● **掲載本文**
===============

5月4日の明治安田生命J1リーグ第12節唯一の試合は、川崎フロンターレと名古屋グランパスの「連続頂上決戦」の第2ラウンド。4月29日の最初のゲームでは川崎Fが4-0で圧勝していたが、5月4日の第2戦は名古屋の踏ん張りが目立った。川崎Fが3点を連取しながらも名古屋が2点を決めて最後まで追い上げたが、わずかに及ばなかった。

上写真=ジェジエウがCKからヘッドで決めて先制。川崎Fは頂上決戦で連勝だ(写真◎小山真司)

■2021年5月4日 明治安田生命J1リーグ第12節(@等々力/観衆4,954人)
川崎F 3-2 名古屋
得点:(川)ジェジエウ、山根視来、オウンゴール
   (名)稲垣祥、マテウス

59分までに川崎Fが3点リード

 最初にスコアが動いたのは31分だった。左CKを中央でヘディングシュート。蹴ったのは田中碧。決めたのはジェジエウ。川崎フロンターレがまたも先制だ。

 首位・川崎フロンターレと2位・名古屋グランパスの連続頂上決戦。4月29日には川崎Fが名古屋に4-0で圧勝していて、名古屋がどこまで盛り返すかが注目だった。前回、3点取られたあとに採用した4-3-3システムでスタートから中盤を厚くして臨んだ。当然ながら、ボールへの執着は激しく、球際に強く戦いにいく意欲はピッチのあちこちで見られた。しかし、そこからいざ攻めに出るときにミスが出てしまう。

 頼みの綱はマテウスだ。この日は左ウイングに入ってどんどんボールを集め、そこから自慢のスピードでドリブル突破したり、強烈なクロスでチャンスメークに奔走した。しかし、象徴的だったのが29分のシーン。川崎Fのクロスが流れ、左深くで吉田豊が拾って前のマテウスに渡し、ドリブルに入った。ところが、サポートがなくパスコースを探してスピードダウンしたところであっという間にジョアン・シミッチ、旗手怜央、田中碧に囲まれてボールロスト。マテウスの速さに周囲が追いつけない歯がゆさが表れた。

===============

● **保存済みの記録**
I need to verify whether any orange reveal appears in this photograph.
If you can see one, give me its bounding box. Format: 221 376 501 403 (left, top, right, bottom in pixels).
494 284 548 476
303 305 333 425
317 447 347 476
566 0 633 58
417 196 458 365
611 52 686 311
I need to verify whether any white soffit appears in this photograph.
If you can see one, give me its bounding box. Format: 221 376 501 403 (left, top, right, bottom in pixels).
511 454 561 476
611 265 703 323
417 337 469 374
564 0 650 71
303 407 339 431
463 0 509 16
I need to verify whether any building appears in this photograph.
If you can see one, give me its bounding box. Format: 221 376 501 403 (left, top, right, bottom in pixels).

===============

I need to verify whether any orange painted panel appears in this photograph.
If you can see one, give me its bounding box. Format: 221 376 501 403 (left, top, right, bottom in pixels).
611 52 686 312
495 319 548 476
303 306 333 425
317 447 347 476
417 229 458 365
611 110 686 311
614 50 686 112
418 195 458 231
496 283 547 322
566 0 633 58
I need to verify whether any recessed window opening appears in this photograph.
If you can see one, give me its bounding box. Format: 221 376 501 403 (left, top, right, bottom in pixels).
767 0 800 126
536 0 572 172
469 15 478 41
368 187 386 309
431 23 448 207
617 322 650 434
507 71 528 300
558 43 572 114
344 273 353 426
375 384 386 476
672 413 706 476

===============

● **課題の詳細**
川崎Fと名古屋の試合を伝える記事から、「5月4日の明治安田生命J1リ」で始まり「フロンターレがまたも先制だ。」で終わる部分を、「頂上決戦」を「首位攻防戦」に差し替えて書き直してください。

● **この課題の解答**
5月4日の明治安田生命J1リーグ第12節唯一の試合は、川崎フロンターレと名古屋グランパスの「連続首位攻防戦」の第2ラウンド。4月29日の最初のゲームでは川崎Fが4-0で圧勝していたが、5月4日の第2戦は名古屋の踏ん張りが目立った。川崎Fが3点を連取しながらも名古屋が2点を決めて最後まで追い上げたが、わずかに及ばなかった。

上写真=ジェジエウがCKからヘッドで決めて先制。川崎Fは首位攻防戦で連勝だ(写真◎小山真司)

■2021年5月4日 明治安田生命J1リーグ第12節(@等々力/観衆4,954人)
川崎F 3-2 名古屋
得点:(川)ジェジエウ、山根視来、オウンゴール
   (名)稲垣祥、マテウス

59分までに川崎Fが3点リード

 最初にスコアが動いたのは31分だった。左CKを中央でヘディングシュート。蹴ったのは田中碧。決めたのはジェジエウ。川崎フロンターレがまたも先制だ。